Copy the Spark SQL thread between "And then in" and "t.getAs[Buffer[CharSequence]](12)", inclusive, swapping "Cloudera snapshot" for "Cloudera release".

--- Begin Given passage ---

Reading nested JSON data with Spark SQL

2014-11-19 Thread Simone Franzini
I have been using Spark SQL to read in JSON data, like so:
val myJsonFile = sqc.jsonFile(args("myLocation"))
myJsonFile.registerTempTable("myTable")
sqc.sql("mySQLQuery").map { row =>
myFunction(row)
}

And then in myFunction(row) I can read the various columns with the
Row.getX methods. However, this methods only work for basic types (string,
int, ...).
I was having some trouble reading columns that are arrays or maps (i.e.
other JSON objects).

I am now using Spark 1.2 from the Cloudera snapshot and I noticed that
there is a new method getAs. I was able to use it to read for example an
array of strings like so:
t.getAs[Buffer[CharSequence]](12)

However, if I try to read a column with a nested JSON object like this:
t.getAs[Map[String, Any]](11)

I get the following error:
java.lang.ClassCastException:
org.apache.spark.sql.catalyst.expressions.GenericRow cannot be cast to
scala.collection.immutable.Map

How can I read such a field? Am I just missing something small or should I
be looking for a completely different alternative to reading JSON?

Simone Franzini, PhD

http://www.linkedin.com/in/simonefranzini

--- End Given passage ---
--- Begin Stored data ---

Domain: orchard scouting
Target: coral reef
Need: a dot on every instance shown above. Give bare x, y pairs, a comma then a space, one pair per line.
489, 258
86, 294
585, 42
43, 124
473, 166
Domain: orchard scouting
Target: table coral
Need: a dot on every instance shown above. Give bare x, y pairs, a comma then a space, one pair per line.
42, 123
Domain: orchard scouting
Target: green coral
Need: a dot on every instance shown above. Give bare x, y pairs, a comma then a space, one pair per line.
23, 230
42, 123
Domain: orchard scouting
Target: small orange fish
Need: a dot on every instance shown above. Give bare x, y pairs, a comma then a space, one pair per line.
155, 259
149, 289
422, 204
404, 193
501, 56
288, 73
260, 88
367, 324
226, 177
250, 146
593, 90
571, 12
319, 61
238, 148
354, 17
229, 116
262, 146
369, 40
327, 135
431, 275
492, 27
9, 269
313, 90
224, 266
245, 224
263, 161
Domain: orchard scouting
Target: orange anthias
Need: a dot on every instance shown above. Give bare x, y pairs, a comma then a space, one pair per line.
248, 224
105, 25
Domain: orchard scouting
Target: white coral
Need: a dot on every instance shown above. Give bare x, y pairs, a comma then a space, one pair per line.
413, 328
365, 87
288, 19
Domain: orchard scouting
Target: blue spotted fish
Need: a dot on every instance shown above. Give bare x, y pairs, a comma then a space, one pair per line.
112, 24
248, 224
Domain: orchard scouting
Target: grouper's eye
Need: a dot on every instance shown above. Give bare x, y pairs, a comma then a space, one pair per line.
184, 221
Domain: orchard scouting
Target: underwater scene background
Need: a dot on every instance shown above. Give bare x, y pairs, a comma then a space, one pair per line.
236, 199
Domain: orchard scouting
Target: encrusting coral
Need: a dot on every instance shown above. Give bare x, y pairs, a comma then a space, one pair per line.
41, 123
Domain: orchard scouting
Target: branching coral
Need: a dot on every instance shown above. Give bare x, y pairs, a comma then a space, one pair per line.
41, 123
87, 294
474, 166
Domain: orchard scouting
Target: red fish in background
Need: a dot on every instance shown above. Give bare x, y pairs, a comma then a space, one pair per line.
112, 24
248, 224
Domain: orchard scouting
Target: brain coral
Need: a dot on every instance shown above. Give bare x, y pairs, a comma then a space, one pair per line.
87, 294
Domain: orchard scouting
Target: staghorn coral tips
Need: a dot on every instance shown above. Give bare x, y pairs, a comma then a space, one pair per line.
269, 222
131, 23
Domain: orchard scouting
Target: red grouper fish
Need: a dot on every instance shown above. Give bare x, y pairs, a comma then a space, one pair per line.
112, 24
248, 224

--- End Stored data ---
--- Begin Stored data ---

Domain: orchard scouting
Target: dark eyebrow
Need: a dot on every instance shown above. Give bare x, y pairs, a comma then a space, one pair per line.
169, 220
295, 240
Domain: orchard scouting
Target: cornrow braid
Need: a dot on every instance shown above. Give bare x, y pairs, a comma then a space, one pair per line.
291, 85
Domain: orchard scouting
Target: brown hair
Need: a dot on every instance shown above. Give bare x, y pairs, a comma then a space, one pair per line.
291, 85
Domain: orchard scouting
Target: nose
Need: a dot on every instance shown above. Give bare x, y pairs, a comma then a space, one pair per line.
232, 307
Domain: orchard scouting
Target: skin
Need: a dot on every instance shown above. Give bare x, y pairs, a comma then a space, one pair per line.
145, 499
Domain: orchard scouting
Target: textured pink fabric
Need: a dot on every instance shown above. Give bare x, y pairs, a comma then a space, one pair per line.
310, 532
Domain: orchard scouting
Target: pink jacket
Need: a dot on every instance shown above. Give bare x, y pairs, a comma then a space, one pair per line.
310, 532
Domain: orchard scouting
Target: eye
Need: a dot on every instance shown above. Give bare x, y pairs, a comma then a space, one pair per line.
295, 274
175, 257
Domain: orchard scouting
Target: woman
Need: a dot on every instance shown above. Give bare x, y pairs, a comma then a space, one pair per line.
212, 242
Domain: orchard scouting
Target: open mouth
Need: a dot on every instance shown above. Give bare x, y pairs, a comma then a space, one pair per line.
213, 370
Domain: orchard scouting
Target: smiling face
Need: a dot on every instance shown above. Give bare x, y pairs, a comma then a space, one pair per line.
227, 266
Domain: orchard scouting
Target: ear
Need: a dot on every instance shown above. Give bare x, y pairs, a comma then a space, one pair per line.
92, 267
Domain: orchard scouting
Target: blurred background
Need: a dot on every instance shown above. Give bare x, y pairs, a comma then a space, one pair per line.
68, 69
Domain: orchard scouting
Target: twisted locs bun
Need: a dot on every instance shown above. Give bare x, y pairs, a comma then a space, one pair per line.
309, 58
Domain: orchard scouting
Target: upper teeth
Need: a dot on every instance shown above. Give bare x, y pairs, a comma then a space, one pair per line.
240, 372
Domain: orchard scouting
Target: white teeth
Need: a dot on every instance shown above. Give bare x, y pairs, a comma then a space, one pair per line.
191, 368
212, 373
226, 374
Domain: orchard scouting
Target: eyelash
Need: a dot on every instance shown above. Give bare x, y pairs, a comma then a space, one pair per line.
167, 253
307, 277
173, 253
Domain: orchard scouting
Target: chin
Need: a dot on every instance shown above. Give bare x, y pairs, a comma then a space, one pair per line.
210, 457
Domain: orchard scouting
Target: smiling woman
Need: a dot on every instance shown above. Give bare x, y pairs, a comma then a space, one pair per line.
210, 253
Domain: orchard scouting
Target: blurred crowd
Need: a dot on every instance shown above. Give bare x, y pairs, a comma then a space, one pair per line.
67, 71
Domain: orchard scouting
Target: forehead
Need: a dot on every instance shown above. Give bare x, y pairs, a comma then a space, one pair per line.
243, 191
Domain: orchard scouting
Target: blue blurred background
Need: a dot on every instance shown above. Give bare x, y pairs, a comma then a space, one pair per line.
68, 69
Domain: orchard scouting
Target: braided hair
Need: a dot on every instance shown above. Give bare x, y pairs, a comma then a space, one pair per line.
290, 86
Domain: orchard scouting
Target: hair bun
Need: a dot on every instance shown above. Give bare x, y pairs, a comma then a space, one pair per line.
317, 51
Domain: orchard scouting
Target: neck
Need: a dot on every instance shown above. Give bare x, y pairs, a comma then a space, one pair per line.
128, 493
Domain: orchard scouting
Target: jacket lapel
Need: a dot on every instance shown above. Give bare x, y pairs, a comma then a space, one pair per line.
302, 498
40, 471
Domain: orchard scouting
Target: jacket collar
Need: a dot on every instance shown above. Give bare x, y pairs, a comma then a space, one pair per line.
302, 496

--- End Stored data ---

**Exercise result**
And then in myFunction(row) I can read the various columns with the
Row.getX methods. However, this methods only work for basic types (string,
int, ...).
I was having some trouble reading columns that are arrays or maps (i.e.
other JSON objects).

I am now using Spark 1.2 from the Cloudera release and I noticed that
there is a new method getAs. I was able to use it to read for example an
array of strings like so:
t.getAs[Buffer[CharSequence]](12)